#### FRAGMENTO DEL TEXTO ####

He de reconocer que no vi en directo la escena, pues uno tiene la sana costumbre de apagar el televisor tras la caída de la bola en el edificio de la antigua Gobernación de Madrid, y eso por tradición casi ancestral; acabadas las dichosas uvas, pongo mi música preferida y un familiar y amigable coloquio festivo precede a una inusitada partida de dominó de parejas, acabada la cual y tras la limpieza del comedor y la cocina, me entrego a un plácido sueño.

Vi la escenita en diferido, y eso al enterarme por los medios y las redes del desaguisado. Claro que me dolió, y tras numerosos dicterios silenciados por pudor y alguna rogativa por la necesaria conversión de los perpetrantes e inspiradores, me quedaba solo lamentarme de que hubiéramos llegado a estos extremos de estupidez, mal gusto, abominación estética y, por supuesto, escarnio para mis convicciones y las de una gran mayoría de conciudadanos.

La cobardía de los instigadores de la afrenta reducen su fobia antirreligiosa a los católicos.

No voy a repetir lo que ya se ha dicho ad nauseam: la cobardía de los instigadores y protagonistas de la afrenta que reducen su fobia antirreligiosa a los católicos, confiando en una inánime respuesta oficial de los Pastores; nunca la refieren o amplían a otras confesiones —lo que me hubiera parecido también rechazable— por las más rotundas respuestas a que hubieran dado lugar.

¿Qué demonios les ocurre a los progresistas, que tienen ese empeño cerril en pleno siglo XXI? No se trata de un ordinario y tradicional anticlericalismo ibérico, sino de ataques en toda regla a los fundamentos de la religión. Busco, así, y me parece encontrar tres motivos, que menciono por orden de importancia.

El primero y esencial procede de la maldad; y no se trata de que un demoniejo burlón conspire entre bastidores, pues bastante trabajo tiene el Mal en nuestro mundo para perder el tiempo con los televidentes españoles. Es, en todo caso, estupidez maligna, que, más que incitar al pecado o a la aberración, ofende gratuitamente de una manera burda y soez; no creo que nadie suponga que, en esta línea, vayan a prodigarse las apostasías ni los cultos satánicos.

#### REGISTROS ####

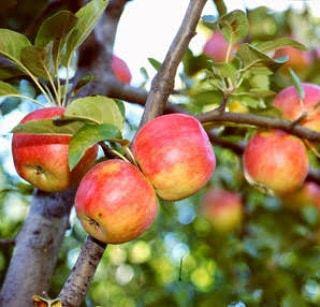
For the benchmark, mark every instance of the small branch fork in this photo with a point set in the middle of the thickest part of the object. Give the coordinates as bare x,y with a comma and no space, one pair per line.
77,284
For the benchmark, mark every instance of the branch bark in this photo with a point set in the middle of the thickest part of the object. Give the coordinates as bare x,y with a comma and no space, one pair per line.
163,83
36,250
77,284
260,121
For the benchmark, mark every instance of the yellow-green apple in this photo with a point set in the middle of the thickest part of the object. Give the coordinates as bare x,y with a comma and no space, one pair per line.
309,194
174,153
223,209
115,202
292,106
297,60
276,160
121,70
218,48
42,160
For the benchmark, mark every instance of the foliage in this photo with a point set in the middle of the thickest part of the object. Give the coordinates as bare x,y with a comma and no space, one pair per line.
271,261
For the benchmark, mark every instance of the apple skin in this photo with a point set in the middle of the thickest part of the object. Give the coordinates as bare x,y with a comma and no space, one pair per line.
174,153
115,202
216,48
223,209
276,160
42,160
298,60
291,106
309,194
121,70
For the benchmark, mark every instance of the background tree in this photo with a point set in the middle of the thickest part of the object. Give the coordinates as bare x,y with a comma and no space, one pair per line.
183,259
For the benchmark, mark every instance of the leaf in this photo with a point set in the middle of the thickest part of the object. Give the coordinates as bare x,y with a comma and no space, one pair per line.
155,63
98,109
7,89
37,60
193,64
49,126
86,137
279,42
252,57
55,29
12,43
234,25
297,83
87,17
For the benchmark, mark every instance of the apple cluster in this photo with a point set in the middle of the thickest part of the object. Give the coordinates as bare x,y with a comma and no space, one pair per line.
116,201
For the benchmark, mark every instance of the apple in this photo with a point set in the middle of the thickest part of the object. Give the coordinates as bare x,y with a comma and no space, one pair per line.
42,160
223,209
298,60
120,70
174,153
309,194
276,160
115,202
217,48
292,107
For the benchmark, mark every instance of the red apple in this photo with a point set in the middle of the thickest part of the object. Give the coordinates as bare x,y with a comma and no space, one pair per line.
121,70
42,160
292,107
276,160
217,48
223,209
298,60
115,202
174,153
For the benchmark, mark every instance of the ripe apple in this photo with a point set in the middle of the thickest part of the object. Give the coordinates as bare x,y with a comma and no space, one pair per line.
174,153
276,160
309,194
292,107
298,60
120,70
217,48
223,209
115,202
42,160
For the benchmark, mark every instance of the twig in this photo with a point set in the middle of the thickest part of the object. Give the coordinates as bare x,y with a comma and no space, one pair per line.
163,83
78,281
260,121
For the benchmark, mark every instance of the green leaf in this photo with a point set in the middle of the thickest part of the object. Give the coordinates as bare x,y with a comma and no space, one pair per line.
155,63
251,57
37,60
278,43
7,89
87,18
12,43
86,137
97,109
234,26
55,29
49,126
297,83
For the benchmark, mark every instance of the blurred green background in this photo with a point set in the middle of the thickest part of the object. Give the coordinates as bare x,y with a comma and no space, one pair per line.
271,260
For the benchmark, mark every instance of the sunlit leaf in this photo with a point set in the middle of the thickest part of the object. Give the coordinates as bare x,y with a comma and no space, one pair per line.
98,109
86,137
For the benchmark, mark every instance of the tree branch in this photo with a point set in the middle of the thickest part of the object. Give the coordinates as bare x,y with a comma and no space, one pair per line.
260,121
163,83
36,248
77,284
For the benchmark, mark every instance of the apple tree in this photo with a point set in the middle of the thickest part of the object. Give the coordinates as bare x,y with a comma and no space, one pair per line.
209,197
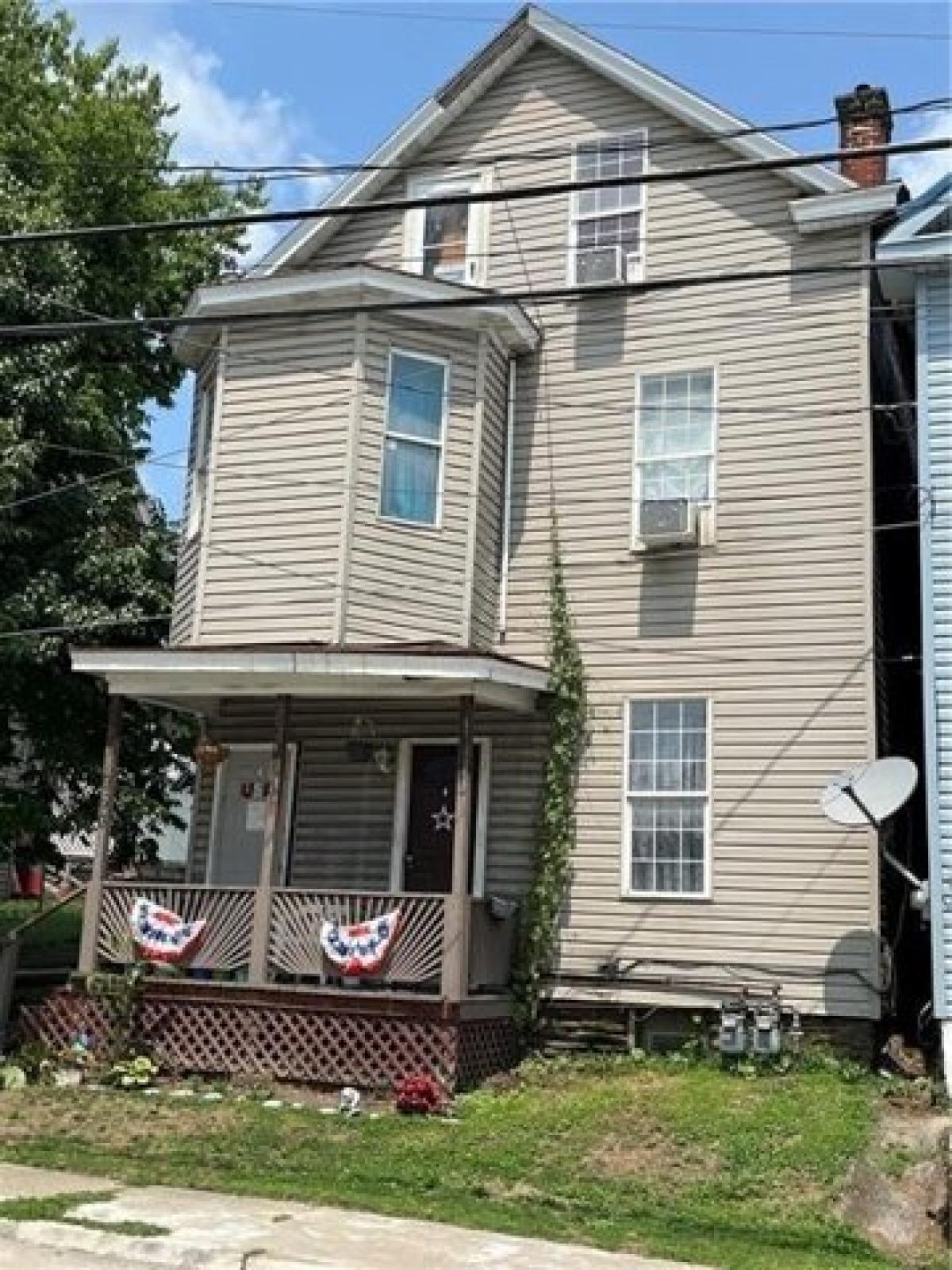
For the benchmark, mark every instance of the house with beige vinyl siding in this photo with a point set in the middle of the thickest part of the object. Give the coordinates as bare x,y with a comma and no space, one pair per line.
391,410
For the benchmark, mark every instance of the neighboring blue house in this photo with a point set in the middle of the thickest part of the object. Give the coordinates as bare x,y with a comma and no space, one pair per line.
923,238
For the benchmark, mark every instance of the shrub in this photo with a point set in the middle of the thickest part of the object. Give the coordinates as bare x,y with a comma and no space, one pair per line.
420,1095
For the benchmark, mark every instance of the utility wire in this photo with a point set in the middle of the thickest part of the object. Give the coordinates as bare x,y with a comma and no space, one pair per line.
470,198
479,298
40,632
295,171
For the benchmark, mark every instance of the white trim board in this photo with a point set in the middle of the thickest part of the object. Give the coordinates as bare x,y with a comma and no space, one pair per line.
530,27
401,808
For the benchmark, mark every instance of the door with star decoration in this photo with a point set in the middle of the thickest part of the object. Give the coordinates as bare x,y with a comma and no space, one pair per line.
428,861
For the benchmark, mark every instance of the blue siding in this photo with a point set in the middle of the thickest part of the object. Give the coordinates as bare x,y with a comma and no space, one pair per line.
935,391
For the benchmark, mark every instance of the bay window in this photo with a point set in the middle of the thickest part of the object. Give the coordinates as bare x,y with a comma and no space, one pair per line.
412,473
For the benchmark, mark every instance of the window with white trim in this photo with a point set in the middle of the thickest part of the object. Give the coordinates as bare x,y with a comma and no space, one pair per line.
412,473
674,444
198,483
608,225
666,797
444,241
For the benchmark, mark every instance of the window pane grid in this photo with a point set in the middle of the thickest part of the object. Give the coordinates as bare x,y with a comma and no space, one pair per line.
609,217
410,470
676,436
666,789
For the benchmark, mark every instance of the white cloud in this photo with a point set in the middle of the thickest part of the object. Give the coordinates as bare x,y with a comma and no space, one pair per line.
922,171
216,125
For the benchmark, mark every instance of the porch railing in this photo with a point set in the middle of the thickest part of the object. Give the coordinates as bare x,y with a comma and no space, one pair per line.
298,918
418,962
228,912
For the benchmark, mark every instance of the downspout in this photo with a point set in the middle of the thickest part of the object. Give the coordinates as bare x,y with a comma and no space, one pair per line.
507,499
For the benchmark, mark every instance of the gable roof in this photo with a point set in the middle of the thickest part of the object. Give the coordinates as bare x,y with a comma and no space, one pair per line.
914,222
532,25
913,239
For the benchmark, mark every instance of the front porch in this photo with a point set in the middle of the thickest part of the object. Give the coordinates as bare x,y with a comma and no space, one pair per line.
332,808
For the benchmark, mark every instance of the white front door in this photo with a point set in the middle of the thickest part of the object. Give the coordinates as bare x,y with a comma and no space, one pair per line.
240,812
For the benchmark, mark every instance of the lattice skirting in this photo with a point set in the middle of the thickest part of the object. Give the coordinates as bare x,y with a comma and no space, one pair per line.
278,1041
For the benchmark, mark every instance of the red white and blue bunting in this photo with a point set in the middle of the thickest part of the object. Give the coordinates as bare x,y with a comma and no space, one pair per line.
162,935
361,949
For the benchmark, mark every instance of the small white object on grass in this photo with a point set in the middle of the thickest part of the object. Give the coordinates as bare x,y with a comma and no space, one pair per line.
349,1100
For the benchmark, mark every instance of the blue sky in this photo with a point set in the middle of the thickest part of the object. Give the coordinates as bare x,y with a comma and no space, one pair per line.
259,83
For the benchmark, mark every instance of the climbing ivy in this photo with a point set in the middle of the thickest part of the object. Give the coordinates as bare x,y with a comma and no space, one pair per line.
555,833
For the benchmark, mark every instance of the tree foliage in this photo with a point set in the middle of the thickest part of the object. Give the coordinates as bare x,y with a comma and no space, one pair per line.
555,833
86,139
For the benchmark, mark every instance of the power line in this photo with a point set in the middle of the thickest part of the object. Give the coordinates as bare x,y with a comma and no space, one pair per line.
670,29
295,171
470,198
37,632
471,300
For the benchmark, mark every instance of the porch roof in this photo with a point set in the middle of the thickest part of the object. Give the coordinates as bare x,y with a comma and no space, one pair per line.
192,677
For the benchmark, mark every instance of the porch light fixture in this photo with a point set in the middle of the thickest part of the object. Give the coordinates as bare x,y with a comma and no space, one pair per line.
209,753
361,742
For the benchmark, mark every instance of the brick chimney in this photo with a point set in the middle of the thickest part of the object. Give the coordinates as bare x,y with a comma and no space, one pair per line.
865,120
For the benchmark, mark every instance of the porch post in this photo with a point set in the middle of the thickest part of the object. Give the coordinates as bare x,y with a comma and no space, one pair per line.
258,962
89,945
456,931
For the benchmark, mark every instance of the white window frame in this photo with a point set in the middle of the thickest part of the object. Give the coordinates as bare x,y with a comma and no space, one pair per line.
628,799
636,461
207,394
416,441
636,260
431,186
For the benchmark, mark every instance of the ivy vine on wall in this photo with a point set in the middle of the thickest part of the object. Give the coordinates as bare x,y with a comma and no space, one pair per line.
555,833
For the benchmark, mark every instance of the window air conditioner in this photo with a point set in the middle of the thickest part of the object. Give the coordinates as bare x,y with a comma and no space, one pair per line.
600,266
668,522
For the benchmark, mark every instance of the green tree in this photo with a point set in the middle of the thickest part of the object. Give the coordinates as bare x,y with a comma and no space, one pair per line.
555,829
86,139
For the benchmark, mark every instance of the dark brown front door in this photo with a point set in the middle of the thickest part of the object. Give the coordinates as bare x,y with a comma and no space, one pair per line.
428,863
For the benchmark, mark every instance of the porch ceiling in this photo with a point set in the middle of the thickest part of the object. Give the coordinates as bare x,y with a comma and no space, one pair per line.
190,677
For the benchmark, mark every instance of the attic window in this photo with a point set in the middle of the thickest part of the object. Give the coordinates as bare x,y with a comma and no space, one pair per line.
941,224
607,237
444,241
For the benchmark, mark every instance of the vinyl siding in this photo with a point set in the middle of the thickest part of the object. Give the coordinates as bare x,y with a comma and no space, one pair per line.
935,391
489,511
273,537
344,810
774,622
183,616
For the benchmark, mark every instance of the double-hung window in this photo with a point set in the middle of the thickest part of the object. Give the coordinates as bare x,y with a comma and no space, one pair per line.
444,239
608,224
201,452
412,473
666,798
674,438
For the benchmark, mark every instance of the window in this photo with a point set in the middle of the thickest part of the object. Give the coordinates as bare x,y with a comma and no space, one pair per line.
198,487
674,442
413,446
444,241
666,798
612,217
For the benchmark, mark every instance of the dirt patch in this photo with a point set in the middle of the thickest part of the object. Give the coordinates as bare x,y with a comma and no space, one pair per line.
653,1157
898,1193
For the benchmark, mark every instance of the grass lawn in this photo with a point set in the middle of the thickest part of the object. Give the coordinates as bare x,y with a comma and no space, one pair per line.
679,1161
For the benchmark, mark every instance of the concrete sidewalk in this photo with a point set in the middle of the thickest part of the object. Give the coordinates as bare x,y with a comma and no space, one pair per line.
226,1232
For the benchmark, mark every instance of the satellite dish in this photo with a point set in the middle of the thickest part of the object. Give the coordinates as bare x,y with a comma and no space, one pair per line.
869,794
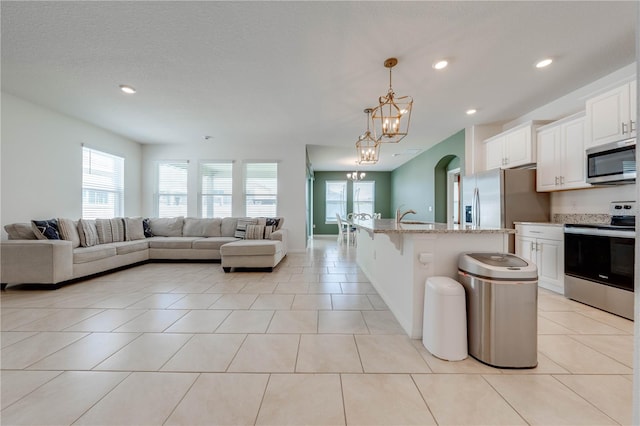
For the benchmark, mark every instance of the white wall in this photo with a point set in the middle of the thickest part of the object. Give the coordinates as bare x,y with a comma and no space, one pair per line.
41,163
291,177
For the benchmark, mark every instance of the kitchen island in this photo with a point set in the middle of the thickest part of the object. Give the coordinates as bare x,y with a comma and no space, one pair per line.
399,257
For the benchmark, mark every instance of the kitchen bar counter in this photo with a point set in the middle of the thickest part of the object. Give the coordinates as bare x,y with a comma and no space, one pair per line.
390,226
398,259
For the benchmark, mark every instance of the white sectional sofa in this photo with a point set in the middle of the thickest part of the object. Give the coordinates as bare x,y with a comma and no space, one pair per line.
25,259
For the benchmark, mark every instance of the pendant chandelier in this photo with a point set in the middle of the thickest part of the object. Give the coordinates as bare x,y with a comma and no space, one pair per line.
391,117
356,175
366,145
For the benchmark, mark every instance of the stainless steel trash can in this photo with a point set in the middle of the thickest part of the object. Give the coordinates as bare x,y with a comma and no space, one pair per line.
502,308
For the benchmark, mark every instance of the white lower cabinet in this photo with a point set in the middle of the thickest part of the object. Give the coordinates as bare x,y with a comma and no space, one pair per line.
544,246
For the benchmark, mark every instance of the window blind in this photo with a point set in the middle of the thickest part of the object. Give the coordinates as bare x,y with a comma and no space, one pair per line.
261,189
102,184
172,188
335,200
216,185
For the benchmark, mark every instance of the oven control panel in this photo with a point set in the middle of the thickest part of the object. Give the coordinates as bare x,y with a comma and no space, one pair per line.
623,208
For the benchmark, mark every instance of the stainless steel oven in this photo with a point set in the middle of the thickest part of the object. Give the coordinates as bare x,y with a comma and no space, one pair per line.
599,261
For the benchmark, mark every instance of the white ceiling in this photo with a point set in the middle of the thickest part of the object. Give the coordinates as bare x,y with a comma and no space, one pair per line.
302,72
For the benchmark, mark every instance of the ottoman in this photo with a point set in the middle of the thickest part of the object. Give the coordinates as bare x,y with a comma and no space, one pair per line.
251,254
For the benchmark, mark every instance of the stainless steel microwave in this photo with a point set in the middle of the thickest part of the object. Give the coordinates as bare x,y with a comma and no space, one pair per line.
613,163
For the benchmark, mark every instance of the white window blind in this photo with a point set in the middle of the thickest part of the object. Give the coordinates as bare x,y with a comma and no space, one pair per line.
102,184
335,200
364,197
171,195
215,189
261,189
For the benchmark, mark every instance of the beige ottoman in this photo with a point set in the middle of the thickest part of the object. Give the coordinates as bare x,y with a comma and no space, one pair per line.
251,254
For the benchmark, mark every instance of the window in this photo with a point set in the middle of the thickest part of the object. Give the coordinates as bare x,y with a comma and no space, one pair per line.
102,184
172,188
261,189
215,189
364,197
335,200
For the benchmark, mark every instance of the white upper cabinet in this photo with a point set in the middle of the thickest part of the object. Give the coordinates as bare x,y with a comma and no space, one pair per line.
561,157
611,116
512,148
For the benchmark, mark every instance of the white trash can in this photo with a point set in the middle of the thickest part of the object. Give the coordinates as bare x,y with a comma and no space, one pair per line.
444,326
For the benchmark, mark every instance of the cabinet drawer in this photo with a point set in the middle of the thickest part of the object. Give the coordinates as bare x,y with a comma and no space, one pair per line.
551,232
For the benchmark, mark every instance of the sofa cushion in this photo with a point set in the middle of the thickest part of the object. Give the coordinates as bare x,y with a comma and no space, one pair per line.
201,227
103,227
241,227
69,231
126,247
167,226
117,229
212,243
251,248
90,254
20,231
172,242
133,228
88,233
46,229
228,226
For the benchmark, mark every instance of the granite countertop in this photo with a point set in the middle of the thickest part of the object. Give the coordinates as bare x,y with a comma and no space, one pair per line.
389,226
539,223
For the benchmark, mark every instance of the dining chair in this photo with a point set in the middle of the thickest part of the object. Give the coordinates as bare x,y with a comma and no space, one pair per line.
345,230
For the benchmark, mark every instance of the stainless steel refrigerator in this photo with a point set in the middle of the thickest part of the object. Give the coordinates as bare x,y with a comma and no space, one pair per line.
498,198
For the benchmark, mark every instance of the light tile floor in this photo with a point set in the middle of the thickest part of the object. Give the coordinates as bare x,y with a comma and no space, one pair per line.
310,343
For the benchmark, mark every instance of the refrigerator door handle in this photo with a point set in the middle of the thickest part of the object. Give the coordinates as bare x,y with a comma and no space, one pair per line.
476,207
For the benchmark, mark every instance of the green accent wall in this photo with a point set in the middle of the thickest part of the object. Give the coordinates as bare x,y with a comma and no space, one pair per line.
422,182
382,201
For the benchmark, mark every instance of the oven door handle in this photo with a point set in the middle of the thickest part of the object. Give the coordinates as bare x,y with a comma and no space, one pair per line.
600,232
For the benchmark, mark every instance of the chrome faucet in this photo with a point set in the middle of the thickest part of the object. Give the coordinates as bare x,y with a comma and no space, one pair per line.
399,215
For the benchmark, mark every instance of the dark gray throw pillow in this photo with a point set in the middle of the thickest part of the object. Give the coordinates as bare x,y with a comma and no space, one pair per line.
46,229
146,226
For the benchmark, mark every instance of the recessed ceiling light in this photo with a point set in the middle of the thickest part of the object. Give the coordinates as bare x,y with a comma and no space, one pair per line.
127,89
544,63
440,64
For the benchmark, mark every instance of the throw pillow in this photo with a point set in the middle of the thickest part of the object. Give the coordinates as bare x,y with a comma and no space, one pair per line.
273,221
241,227
146,226
133,228
167,226
103,226
88,233
46,229
267,232
20,231
254,232
69,231
117,229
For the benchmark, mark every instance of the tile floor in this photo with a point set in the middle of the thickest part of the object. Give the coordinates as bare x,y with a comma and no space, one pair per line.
310,343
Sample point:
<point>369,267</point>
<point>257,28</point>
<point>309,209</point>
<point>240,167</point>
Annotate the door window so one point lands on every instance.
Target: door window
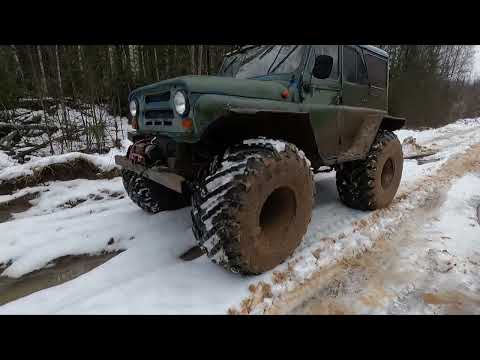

####

• **CONSIGNA**:
Decide si cada afirmación concuerda con el fragmento. Contesta sí o no y copia entre comillas las palabras del fragmento que lo deciden.
1. Quien escribe vio la escena en directo.
2. En el fragmento se anuncian tres motivos expuestos por orden de importancia.
3. Quien escribe espera que se multipliquen los cultos satánicos.

• **EJERCICIO RESUELTO**:
1. No: «He de reconocer que no vi en directo la escena».
2. Sí: «me parece encontrar tres motivos, que menciono por orden de importancia».
3. No: «no creo que nadie suponga que, en esta línea, vayan a prodigarse las apostasías ni los cultos satánicos».